--- Task material Enclosed Below ---

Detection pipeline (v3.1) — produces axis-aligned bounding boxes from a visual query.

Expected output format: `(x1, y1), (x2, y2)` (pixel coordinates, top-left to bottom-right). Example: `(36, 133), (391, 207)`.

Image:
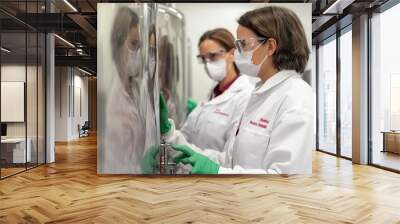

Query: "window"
(390, 74), (400, 130)
(318, 36), (337, 154)
(0, 1), (47, 179)
(339, 28), (352, 158)
(370, 2), (400, 171)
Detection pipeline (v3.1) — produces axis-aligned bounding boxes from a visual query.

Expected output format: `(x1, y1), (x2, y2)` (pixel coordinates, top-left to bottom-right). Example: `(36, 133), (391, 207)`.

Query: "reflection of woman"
(160, 28), (253, 153)
(140, 24), (158, 163)
(104, 7), (145, 173)
(167, 7), (313, 174)
(158, 36), (177, 121)
(147, 25), (157, 107)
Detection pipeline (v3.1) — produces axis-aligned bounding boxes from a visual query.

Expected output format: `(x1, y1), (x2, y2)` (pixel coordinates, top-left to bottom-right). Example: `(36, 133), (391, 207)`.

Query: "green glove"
(171, 144), (219, 174)
(141, 146), (160, 174)
(159, 92), (172, 134)
(187, 98), (197, 114)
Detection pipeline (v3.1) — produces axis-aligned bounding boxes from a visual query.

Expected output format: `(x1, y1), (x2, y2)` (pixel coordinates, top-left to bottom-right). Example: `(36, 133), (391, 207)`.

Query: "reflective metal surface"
(159, 141), (177, 175)
(98, 3), (188, 174)
(98, 3), (156, 174)
(157, 5), (187, 127)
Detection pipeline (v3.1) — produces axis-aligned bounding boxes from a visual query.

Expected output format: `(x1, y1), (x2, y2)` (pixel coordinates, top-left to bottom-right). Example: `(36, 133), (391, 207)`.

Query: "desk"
(1, 138), (31, 164)
(381, 131), (400, 155)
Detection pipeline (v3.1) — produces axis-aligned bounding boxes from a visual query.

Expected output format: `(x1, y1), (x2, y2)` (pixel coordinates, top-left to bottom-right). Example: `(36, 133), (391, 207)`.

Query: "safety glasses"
(129, 39), (142, 51)
(196, 49), (226, 64)
(234, 37), (267, 54)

--- End of Enclosed Task material ---

• [Task objective] Print the whole listing again exactly, please. No pictures.

• [Solution to the problem]
Detection pipeline (v3.1) — produces axis-aligned bounding boxes from a visual query.

Expected output format: `(x1, y1), (x2, y2)` (pixel coordinates, top-left to bottom-right). Example: `(36, 133), (391, 207)`.

Image:

Query: "window"
(390, 74), (400, 130)
(318, 36), (337, 154)
(0, 1), (47, 179)
(339, 28), (352, 158)
(370, 2), (400, 171)
Detection pipeline (v3.1) — produces axis-aligned bounding boxes from a visual query.

Expected output format: `(x1, y1), (x2, y2)` (pixel coordinates, top-left to bottom-right). Example: `(36, 133), (391, 207)`.

Query: "reflection of woman"
(160, 28), (253, 153)
(140, 24), (158, 163)
(104, 7), (145, 173)
(167, 7), (313, 174)
(158, 36), (177, 121)
(147, 25), (157, 107)
Detection pipeline (v3.1) — produces axis-aligned bounding boxes from a visual query.

Expected output format: `(x1, y1), (x2, y2)` (pixel coordinates, top-left to bottom-right). Example: `(36, 133), (391, 207)`.

Query: "green glove"
(171, 144), (219, 174)
(141, 146), (160, 174)
(159, 92), (172, 134)
(187, 98), (197, 114)
Detection pipeline (v3.1) — produces axis-aligned bounding boxes from a visual query.

Expected output format: `(x1, y1), (x2, y2)` (pixel coordinates, top-left to bottom-right). Example: `(36, 133), (391, 207)`.

Query: "reflective metal surface"
(159, 141), (177, 175)
(98, 3), (188, 174)
(98, 3), (156, 174)
(157, 5), (187, 127)
Detection pipeline (v3.1) — produces axis-aligned bounding boxes from a visual query.

Expected output format: `(x1, y1), (x2, y2)` (pixel coordinates, top-left to bottom-right). Example: `(36, 133), (391, 207)`.

Query: "desk"
(1, 138), (31, 164)
(381, 131), (400, 155)
Detection pipeline (v3.1) — produces axis-aligned bounding boxes from a visual query.

Expected output format: `(x1, y1), (x2, y2)` (pixel coordinates, top-left to bottom-right). Example: `(36, 133), (391, 207)`.

Query: "safety glasses"
(129, 39), (142, 51)
(196, 49), (226, 64)
(234, 37), (267, 54)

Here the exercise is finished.